→ **Input data**:
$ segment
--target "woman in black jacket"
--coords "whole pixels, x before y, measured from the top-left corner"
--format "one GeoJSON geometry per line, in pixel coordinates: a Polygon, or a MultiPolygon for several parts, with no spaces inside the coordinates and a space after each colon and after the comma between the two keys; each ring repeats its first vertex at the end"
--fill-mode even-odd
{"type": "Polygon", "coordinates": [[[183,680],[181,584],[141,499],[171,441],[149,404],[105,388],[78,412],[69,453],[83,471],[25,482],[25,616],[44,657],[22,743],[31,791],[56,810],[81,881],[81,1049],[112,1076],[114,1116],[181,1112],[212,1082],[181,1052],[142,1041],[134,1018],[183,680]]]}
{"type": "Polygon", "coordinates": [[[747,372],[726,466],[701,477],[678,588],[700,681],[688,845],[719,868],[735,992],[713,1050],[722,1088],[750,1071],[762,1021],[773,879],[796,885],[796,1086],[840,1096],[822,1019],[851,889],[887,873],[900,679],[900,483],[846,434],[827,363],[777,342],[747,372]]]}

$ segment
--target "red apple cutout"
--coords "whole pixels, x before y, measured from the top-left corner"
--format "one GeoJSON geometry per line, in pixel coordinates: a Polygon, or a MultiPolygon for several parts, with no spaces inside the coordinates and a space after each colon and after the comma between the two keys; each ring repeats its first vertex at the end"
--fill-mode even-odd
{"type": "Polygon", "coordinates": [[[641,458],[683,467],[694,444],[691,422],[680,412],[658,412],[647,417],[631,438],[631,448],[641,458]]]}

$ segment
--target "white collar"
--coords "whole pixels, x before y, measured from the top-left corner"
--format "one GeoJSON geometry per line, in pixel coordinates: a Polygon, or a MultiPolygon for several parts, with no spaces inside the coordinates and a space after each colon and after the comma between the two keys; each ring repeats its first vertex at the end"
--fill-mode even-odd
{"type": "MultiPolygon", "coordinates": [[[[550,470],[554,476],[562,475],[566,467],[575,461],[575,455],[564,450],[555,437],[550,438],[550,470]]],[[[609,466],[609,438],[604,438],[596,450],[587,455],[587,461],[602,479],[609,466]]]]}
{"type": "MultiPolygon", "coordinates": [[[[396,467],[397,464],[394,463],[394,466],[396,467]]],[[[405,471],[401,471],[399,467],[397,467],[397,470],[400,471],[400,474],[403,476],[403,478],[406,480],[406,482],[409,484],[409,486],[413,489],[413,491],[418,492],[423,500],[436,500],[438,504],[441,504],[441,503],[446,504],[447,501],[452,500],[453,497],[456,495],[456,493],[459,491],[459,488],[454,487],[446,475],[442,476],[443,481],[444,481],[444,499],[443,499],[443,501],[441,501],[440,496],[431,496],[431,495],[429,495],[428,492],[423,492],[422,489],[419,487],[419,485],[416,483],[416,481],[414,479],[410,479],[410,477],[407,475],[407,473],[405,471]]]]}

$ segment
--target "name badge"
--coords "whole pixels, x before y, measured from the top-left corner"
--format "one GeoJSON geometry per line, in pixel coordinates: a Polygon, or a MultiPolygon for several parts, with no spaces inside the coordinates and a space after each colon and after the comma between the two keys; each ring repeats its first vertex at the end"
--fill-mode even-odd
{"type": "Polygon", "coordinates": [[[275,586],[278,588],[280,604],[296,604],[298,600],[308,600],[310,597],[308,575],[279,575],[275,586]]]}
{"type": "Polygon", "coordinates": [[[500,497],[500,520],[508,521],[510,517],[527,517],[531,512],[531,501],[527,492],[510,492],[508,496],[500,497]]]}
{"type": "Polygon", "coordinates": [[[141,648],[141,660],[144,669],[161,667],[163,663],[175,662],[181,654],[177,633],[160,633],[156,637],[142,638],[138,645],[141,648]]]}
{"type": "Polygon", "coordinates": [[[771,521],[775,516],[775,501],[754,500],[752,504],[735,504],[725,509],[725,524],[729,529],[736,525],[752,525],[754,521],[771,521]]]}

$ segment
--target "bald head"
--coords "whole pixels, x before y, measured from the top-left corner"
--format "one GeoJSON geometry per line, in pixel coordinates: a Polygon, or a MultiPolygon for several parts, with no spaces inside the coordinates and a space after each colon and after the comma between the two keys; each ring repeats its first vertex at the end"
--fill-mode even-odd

→ **Exercise**: Output the records above in their entirety, exactly.

→ **Answer below**:
$ segment
--target "woman in black jacket"
--coords "whole pixels, x before y, measured from the top-left corner"
--format "one GeoJSON geometry per line, in pixel coordinates: a Polygon, or a MultiPolygon for several parts, with no spaces inside the coordinates and a space after each colon and after the comma between the two keys; each ring repeats its first vertex at the end"
--fill-mode even-odd
{"type": "Polygon", "coordinates": [[[183,680],[181,584],[141,499],[171,441],[149,404],[105,388],[78,412],[69,453],[83,471],[25,482],[25,616],[44,657],[22,743],[31,791],[56,810],[81,881],[81,1049],[112,1076],[114,1116],[181,1112],[212,1082],[181,1052],[142,1041],[134,1018],[183,680]]]}
{"type": "Polygon", "coordinates": [[[747,372],[726,466],[701,477],[678,588],[700,681],[688,845],[719,868],[735,992],[713,1050],[722,1088],[750,1071],[762,1021],[773,879],[796,885],[796,1086],[840,1096],[822,1019],[851,889],[887,873],[900,679],[900,483],[846,434],[827,363],[777,342],[747,372]]]}

$ segment
--target "red apple cutout"
--coords "whole pixels, x before y, measured from the top-left corner"
--format "one GeoJSON geometry per line, in pixel coordinates: a Polygon, or a MultiPolygon for several parts, with no spaces inside the coordinates and a space after each colon and after the comma between the two keys; each ring repeats its first vertex at the end"
--fill-mode even-odd
{"type": "Polygon", "coordinates": [[[641,458],[683,467],[694,444],[691,422],[680,412],[658,412],[647,417],[631,438],[631,448],[641,458]]]}

$ segment
--target "white collar"
--coords "whole pixels, x before y, measured from the top-left corner"
--format "one GeoJSON geometry per line, in pixel coordinates: a Polygon, or a MultiPolygon for several parts, with no spaces inside the coordinates and a space after each colon and after the comma between the two keys; each ring repeats its first vertex at the end"
--fill-mode even-odd
{"type": "MultiPolygon", "coordinates": [[[[550,470],[554,476],[562,475],[566,467],[575,461],[575,455],[564,450],[555,437],[550,438],[550,470]]],[[[609,466],[609,438],[604,438],[596,450],[587,455],[587,461],[602,479],[609,466]]]]}
{"type": "MultiPolygon", "coordinates": [[[[396,467],[397,464],[394,463],[394,466],[396,467]]],[[[405,471],[401,471],[399,467],[397,467],[397,470],[400,471],[400,474],[403,476],[403,478],[406,480],[406,482],[409,484],[409,486],[413,489],[413,491],[418,492],[423,500],[436,500],[438,504],[441,504],[441,503],[446,504],[447,501],[452,500],[453,497],[456,495],[456,493],[459,491],[459,488],[454,487],[446,475],[442,476],[443,481],[444,481],[444,499],[443,499],[443,501],[441,501],[440,496],[431,496],[431,495],[429,495],[428,492],[423,492],[422,489],[419,487],[419,485],[416,483],[416,481],[414,479],[410,479],[410,477],[407,475],[407,473],[405,471]]]]}

$ segment
--target "name badge"
--coords "whole pixels, x before y, measured from the top-left corner"
--format "one GeoJSON geometry per line, in pixel coordinates: a Polygon, or a MultiPolygon for several parts, with no spaces inside the coordinates and a space after each colon and after the comma between the two keys; each ring repeats its first vertex at the end"
--fill-mode even-odd
{"type": "Polygon", "coordinates": [[[275,586],[278,588],[280,604],[296,604],[298,600],[308,600],[310,597],[308,575],[279,575],[275,586]]]}
{"type": "Polygon", "coordinates": [[[500,497],[500,520],[508,521],[510,517],[527,517],[531,512],[531,501],[527,492],[510,492],[508,496],[500,497]]]}
{"type": "Polygon", "coordinates": [[[141,648],[141,660],[144,669],[161,667],[163,663],[175,662],[181,654],[177,633],[160,633],[156,637],[142,638],[138,645],[141,648]]]}
{"type": "Polygon", "coordinates": [[[771,521],[775,516],[775,501],[754,500],[752,504],[735,504],[725,509],[725,524],[729,529],[736,525],[752,525],[754,521],[771,521]]]}

$ segment
--target "bald head"
--coords "whole pixels, x before y, measured from the top-left corner"
--format "one GeoJSON geometry per line, in pixel coordinates: a Polygon, or a MultiPolygon for several parts, with no spaces inside the coordinates and a space after each colon and after the comma between the two keys; each ring repeats its first vertex at the end"
--fill-mode even-odd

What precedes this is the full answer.